ESERCIZIO ASSEGNATO A: Ricopia fedelmente il passo della recensione sul disco dei Rosavelt, cominciando da "L'aria che tira" e finendo con "vedere cosa succede.".

L'aria che tira in questo terzo lavoro dei Rosavelt è chiara fin dal principio. Si capisce esattemente da dove provengono e dove con ogni probabilità vorrannno condurci nei prossimi quaranta minuti di The Story of Gasoline. L'immaginazione non è il loro forte, ma non è detto che tutto ciò sia una colpa, anzi la sorpresa è proprio constatare che il suono sporco, rigorosamente live e saturo di chitarre del disco non appartiene ad una banda di imberbi giovanotti di Cleveland, ma ad una formazione che con molte miglia nelle scarpe ha ancora voglia di accendere un amplificatore e vedere cosa succede.
Il rock'n'roll dei Rosavelt si tinge moderatamente di roots e ballate da Midwest americano, ma mantiene un cuore garage che la produzione di origine controllata di Don Dixon ha catturato in soli due giorni di sessione. Christopher Allen possiede quello sfacciato timbro vocale che infila le sue canzoni sulla direttrice dei Replacements, dei Soul Asylum meno edulcorati e di tutta la progenie di Minneapolis. Jesse Bryson fa da spalla con le sue sfuriate elettriche restando sempre sul pezzo.
Così arrivano al bersaglio Gasoline e The Last Heartache, o le rasoiate di A Little Bit of Trouble. E' uno scherzo del tempo, sembra di essere catapultati in pieni anni ottanta, nella provincia americana del primo college-rock: ogni tanto affiorano profumi di Paisley Underground, salvo ritornare sui binari di un boogie rock squadrato e tagliato con l'accetta (Desperate for Cool). Il piatto forte della casa restano comunque quegli svarioni melodici che sempre sono piaciuti a gente come Dave Pirner e Paul Westerberg (Perfect Girl, Bright Blue Hell, Already Been to Hell), ora colorati di jingle jangle alla Tom Petty (Pointed Pistol), ora orgogliosamente ricoperti di una scintillante patina stradaiola (la strepitoso finale al cardiopalma di Broken Little Heart).
Innocenti questi Rosavelt, che fa piacere sapere discepoli pentiti dell'alternative-country: qualche addetto della stampa specializzata americana li ha più volte accostati ai primi acerbi Wilco di A.M., ma evidentemente minacciati dal pesante paragone si sono scrollati di dosso gli ultimi rimasugli acustici e country oriented (ancora rintracciabili in Sunday 3am Blue) per abbracciare la causa di un rock'n'roll ribelle e coinvolgente. Benvenuti.

DATI GREZZI:

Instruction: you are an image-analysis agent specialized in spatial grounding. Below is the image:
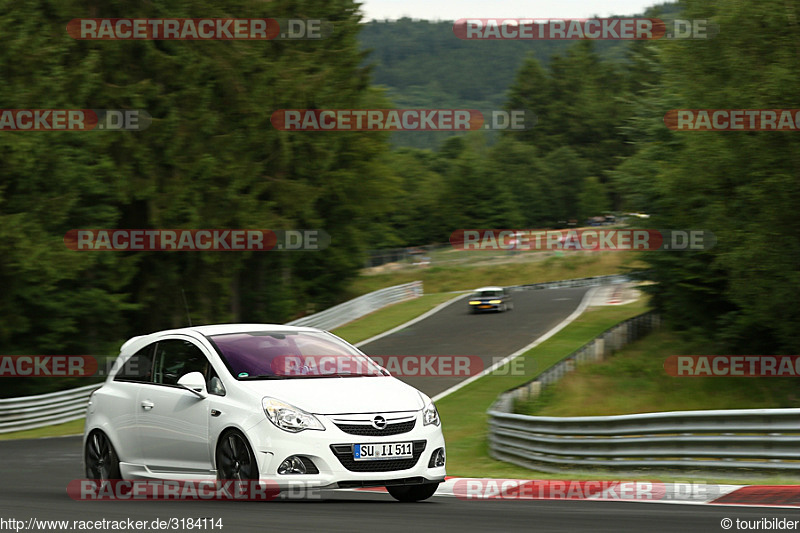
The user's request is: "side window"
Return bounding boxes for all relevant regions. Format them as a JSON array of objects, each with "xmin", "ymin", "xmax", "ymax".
[
  {"xmin": 114, "ymin": 343, "xmax": 156, "ymax": 383},
  {"xmin": 206, "ymin": 365, "xmax": 226, "ymax": 396},
  {"xmin": 154, "ymin": 339, "xmax": 210, "ymax": 385}
]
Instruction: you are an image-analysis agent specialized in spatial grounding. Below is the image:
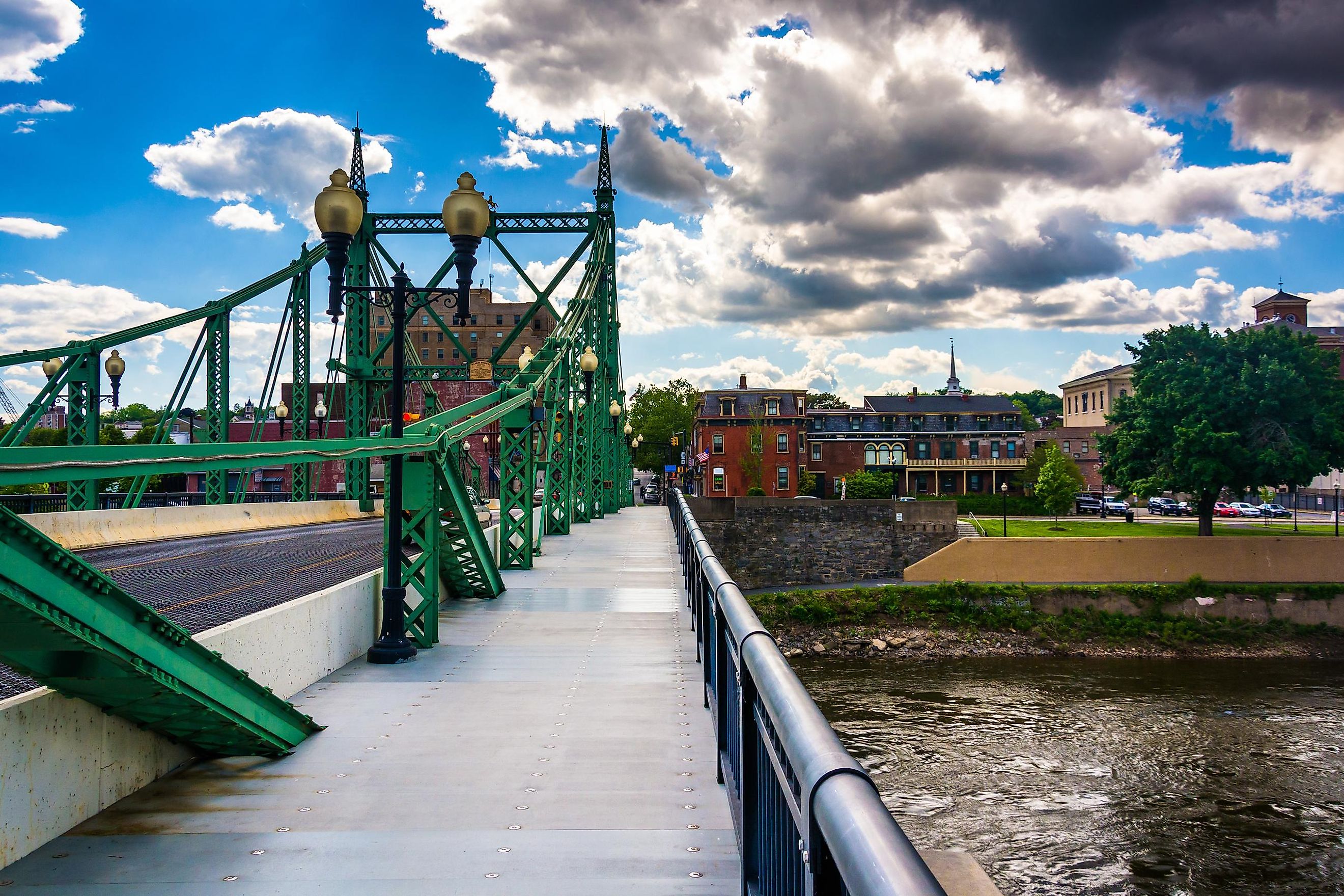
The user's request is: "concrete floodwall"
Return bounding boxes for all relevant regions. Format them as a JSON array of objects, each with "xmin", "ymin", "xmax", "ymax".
[
  {"xmin": 906, "ymin": 537, "xmax": 1344, "ymax": 583},
  {"xmin": 0, "ymin": 567, "xmax": 383, "ymax": 866},
  {"xmin": 23, "ymin": 501, "xmax": 383, "ymax": 551}
]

ESERCIZIO ASSEGNATO B: Trascrivi parola per parola tutti i record riportati sopra, lasciando fuori le immagini.

RISPOSTA SCRITTA A:
L'aria che tira in questo terzo lavoro dei Rosavelt è chiara fin dal principio. Si capisce esattemente da dove provengono e dove con ogni probabilità vorrannno condurci nei prossimi quaranta minuti di The Story of Gasoline. L'immaginazione non è il loro forte, ma non è detto che tutto ciò sia una colpa, anzi la sorpresa è proprio constatare che il suono sporco, rigorosamente live e saturo di chitarre del disco non appartiene ad una banda di imberbi giovanotti di Cleveland, ma ad una formazione che con molte miglia nelle scarpe ha ancora voglia di accendere un amplificatore e vedere cosa succede.

RISPOSTA SCRITTA B:
Instruction: you are an image-analysis agent specialized in spatial grounding. Below is the image:
The user's request is: "side window"
Return bounding boxes for all relevant regions. Format them as a JSON array of objects, each with "xmin", "ymin", "xmax", "ymax".
[
  {"xmin": 114, "ymin": 343, "xmax": 156, "ymax": 383},
  {"xmin": 206, "ymin": 365, "xmax": 226, "ymax": 396},
  {"xmin": 154, "ymin": 339, "xmax": 210, "ymax": 385}
]
Instruction: you are an image-analysis agent specialized in spatial grounding. Below is the image:
The user's request is: "concrete floodwall"
Return bounding boxes for all relevant regions. Format them as a JSON array of objects, each with "xmin", "ymin", "xmax", "ymax".
[
  {"xmin": 906, "ymin": 537, "xmax": 1344, "ymax": 583},
  {"xmin": 0, "ymin": 567, "xmax": 383, "ymax": 866},
  {"xmin": 23, "ymin": 501, "xmax": 383, "ymax": 551}
]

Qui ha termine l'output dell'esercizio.